[MATERIAL SUPPLIED — start]
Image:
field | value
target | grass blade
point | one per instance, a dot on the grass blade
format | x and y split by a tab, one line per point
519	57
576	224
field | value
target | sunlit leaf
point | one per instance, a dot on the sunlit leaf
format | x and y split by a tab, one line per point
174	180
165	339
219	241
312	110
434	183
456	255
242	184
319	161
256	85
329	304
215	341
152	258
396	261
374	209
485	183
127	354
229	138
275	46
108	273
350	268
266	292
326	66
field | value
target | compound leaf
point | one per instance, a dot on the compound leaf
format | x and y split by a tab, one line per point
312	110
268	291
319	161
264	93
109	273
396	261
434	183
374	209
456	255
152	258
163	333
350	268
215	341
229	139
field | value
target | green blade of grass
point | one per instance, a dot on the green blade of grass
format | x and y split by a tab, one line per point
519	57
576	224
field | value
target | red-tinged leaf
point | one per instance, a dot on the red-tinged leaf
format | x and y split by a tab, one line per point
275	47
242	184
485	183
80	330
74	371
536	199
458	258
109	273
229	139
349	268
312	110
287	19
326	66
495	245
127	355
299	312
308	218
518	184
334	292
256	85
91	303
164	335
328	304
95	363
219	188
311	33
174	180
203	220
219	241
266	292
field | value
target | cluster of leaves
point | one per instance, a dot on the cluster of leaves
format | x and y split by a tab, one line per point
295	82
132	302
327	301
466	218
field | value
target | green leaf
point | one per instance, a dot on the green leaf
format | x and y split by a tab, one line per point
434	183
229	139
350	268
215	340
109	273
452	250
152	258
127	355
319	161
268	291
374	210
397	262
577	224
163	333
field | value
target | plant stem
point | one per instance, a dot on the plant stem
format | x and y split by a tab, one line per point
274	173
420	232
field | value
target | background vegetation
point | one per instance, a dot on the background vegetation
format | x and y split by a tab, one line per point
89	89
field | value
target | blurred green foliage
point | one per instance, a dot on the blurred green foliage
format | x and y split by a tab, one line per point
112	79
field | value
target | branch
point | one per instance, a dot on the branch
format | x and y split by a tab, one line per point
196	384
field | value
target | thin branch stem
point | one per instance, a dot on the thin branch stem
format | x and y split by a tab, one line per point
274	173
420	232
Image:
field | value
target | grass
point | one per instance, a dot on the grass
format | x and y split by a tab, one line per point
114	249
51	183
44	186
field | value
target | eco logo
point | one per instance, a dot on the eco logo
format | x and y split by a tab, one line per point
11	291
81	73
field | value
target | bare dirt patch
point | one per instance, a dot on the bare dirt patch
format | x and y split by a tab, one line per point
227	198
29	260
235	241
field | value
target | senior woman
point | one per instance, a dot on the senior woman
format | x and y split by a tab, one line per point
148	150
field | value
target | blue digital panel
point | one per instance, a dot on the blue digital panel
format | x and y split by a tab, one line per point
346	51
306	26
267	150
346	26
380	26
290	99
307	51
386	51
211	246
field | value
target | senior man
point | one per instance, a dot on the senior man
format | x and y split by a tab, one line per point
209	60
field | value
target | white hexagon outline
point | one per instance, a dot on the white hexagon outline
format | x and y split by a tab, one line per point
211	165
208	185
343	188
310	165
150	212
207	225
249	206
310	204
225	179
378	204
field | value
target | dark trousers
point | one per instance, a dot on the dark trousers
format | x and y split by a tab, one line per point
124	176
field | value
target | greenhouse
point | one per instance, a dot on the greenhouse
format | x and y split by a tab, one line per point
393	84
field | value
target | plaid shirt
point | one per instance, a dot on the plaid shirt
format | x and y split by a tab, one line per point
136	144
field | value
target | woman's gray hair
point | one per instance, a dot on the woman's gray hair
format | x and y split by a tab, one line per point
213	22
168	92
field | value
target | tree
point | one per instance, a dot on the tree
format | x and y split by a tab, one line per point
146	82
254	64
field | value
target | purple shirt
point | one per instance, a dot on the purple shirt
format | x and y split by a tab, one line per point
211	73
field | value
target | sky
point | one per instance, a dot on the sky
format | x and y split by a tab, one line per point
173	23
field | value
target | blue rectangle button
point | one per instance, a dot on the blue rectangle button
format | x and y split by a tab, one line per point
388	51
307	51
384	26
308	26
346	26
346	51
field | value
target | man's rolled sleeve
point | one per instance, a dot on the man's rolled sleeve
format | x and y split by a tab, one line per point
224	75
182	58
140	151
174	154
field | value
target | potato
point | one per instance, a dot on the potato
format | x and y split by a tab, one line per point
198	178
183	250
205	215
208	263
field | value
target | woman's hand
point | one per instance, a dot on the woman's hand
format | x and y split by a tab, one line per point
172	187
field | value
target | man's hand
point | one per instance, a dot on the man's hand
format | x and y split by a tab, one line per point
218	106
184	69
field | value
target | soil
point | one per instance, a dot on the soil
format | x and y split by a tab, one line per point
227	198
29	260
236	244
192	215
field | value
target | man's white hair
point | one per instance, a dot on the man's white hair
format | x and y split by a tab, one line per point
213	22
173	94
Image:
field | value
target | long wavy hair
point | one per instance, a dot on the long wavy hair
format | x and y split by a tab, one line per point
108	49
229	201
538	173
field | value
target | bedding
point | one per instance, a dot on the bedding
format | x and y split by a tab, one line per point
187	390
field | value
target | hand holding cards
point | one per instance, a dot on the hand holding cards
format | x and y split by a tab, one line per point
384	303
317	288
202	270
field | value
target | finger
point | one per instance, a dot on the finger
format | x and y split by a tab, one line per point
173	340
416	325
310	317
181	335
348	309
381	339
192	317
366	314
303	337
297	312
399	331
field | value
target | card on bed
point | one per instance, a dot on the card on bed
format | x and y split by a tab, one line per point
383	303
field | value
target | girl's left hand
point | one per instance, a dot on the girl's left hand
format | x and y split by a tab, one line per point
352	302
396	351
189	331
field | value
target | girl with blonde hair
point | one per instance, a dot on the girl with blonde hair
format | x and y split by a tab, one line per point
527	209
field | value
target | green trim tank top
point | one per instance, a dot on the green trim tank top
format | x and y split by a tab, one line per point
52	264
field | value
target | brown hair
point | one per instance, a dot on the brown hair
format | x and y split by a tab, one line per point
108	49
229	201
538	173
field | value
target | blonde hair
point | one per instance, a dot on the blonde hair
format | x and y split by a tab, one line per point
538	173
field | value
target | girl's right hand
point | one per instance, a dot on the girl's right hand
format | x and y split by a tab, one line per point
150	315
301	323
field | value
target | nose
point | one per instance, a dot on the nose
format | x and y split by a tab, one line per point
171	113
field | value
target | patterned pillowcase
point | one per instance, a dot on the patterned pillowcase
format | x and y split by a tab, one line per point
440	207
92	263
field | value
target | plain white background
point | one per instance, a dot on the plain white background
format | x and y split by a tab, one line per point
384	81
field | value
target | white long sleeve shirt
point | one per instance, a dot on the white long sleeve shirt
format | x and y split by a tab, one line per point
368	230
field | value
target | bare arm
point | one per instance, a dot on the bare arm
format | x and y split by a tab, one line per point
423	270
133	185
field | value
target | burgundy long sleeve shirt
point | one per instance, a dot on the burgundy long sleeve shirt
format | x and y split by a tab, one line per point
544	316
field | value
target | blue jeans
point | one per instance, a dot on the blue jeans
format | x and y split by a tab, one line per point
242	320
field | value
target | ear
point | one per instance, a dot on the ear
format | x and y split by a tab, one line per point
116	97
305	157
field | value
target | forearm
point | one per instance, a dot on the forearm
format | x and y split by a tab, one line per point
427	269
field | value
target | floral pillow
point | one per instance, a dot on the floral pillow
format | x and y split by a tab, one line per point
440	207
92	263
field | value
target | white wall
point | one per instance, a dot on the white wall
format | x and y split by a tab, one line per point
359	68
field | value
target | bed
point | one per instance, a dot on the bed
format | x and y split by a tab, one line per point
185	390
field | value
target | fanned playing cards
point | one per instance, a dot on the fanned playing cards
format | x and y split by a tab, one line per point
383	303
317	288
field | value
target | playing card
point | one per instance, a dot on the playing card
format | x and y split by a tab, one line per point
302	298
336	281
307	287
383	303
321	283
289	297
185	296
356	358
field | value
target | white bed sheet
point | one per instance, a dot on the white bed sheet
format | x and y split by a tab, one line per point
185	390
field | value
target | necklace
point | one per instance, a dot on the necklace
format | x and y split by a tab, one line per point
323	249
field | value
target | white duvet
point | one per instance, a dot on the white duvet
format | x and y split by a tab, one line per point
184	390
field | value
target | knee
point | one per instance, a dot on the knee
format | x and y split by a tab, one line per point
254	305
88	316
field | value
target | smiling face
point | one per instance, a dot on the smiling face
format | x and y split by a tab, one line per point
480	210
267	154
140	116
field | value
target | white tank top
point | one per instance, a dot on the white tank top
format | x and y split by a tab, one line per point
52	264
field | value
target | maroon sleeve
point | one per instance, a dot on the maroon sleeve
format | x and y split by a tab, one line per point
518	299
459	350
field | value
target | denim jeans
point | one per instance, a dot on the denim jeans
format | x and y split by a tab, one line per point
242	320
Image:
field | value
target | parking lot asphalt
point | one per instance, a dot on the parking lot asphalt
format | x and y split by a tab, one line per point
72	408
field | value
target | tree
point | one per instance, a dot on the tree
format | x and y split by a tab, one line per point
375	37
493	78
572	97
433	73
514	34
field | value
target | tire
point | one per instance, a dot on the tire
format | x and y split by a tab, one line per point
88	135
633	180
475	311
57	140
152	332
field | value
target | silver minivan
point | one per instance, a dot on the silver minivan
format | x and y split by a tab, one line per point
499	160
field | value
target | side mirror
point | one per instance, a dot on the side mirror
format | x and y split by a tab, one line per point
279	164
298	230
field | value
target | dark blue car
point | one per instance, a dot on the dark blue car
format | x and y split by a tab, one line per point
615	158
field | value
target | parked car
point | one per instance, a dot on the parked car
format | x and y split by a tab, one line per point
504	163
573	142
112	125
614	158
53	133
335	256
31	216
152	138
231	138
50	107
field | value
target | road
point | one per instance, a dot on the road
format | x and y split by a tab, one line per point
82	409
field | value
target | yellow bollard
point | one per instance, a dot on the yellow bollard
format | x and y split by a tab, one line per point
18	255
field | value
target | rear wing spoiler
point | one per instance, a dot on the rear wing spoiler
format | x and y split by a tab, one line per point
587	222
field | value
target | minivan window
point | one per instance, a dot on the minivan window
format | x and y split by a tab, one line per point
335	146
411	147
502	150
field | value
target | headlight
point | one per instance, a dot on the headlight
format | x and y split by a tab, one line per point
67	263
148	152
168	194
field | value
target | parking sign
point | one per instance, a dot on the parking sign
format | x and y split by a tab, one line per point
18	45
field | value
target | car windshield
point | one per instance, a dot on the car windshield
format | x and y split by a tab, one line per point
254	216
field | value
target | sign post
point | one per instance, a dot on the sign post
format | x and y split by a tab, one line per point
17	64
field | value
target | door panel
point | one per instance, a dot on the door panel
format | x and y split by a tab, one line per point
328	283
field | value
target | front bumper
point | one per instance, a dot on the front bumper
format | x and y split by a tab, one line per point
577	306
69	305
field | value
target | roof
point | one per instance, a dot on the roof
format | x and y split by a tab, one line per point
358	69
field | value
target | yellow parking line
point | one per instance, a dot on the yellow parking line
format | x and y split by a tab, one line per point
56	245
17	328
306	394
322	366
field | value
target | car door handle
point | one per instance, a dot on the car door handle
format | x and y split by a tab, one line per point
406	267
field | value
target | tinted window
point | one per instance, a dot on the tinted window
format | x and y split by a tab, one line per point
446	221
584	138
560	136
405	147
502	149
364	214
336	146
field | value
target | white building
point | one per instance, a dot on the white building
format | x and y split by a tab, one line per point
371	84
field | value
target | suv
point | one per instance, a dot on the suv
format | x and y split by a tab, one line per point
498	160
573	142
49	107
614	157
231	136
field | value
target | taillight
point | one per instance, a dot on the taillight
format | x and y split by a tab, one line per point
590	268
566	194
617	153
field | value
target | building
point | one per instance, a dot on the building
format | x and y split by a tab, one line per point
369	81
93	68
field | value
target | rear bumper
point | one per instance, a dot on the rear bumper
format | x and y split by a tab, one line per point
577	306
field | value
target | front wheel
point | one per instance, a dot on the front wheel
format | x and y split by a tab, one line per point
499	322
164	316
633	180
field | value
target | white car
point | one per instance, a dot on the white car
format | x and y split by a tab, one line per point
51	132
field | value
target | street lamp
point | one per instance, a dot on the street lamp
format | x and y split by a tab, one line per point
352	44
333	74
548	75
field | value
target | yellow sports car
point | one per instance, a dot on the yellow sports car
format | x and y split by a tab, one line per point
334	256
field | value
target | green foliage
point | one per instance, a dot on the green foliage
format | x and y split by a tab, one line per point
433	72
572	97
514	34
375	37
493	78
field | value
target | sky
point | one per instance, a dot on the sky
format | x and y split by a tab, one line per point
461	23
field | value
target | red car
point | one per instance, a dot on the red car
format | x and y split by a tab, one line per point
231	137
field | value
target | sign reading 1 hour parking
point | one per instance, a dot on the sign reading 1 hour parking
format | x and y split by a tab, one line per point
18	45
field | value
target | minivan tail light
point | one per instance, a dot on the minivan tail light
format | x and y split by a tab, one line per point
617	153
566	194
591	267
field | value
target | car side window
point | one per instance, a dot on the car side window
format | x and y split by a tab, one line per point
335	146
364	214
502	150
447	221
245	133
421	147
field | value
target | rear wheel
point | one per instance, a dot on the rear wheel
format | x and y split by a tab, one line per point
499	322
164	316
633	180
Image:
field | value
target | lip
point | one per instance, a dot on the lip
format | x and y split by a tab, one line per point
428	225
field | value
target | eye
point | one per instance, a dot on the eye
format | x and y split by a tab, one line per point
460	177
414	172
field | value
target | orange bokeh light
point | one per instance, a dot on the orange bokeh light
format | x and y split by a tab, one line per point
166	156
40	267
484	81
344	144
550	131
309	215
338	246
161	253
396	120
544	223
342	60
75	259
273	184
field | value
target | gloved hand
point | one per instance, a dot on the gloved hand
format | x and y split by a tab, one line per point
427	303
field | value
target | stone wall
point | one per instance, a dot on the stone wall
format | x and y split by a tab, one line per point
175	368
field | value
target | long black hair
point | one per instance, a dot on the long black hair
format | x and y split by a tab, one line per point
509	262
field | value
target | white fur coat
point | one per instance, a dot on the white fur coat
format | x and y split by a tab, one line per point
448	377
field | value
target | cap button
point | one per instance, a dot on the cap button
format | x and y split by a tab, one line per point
[MATERIAL SUPPLIED — finish]
**PROBLEM TO SOLVE**
Above are the records; from them, give again exactly the lines from the one containing "point | one per instance, a dot on the woman's gray" through the one containing "target | man's hand", both included.

**YOUR SOLUTION**
point | one per instance, a dot on the woman's gray hair
format | x and y split by a tab, one line per point
213	22
168	92
field | value
target | tree
point | one per instance, a dot on the tree
format | x and y split by a tab, one line per point
146	82
254	64
field | value
target | purple shirt
point | one per instance, a dot on the purple shirt
format | x and y split by a tab, one line per point
211	73
field | value
target | sky
point | one per instance, a dot on the sky
format | x and y split by a tab, one line per point
173	23
field | value
target | blue rectangle button
point | one per instance, a dot on the blue rectangle button
format | x and y split by a tab, one line per point
388	51
307	51
384	26
308	26
346	26
346	51
field | value
target | man's rolled sleeve
point | one per instance, a dot on the man's rolled sleeve
format | x and y split by a tab, one line per point
224	75
182	58
140	151
174	154
field | value
target | potato
point | one per instance, a dot on the potato
format | x and y split by a tab, one line per point
198	178
183	250
205	215
208	263
field | value
target | woman's hand
point | one per instance, a dot on the woman's hand
format | x and y split by a tab, one line per point
172	187
field | value
target | man's hand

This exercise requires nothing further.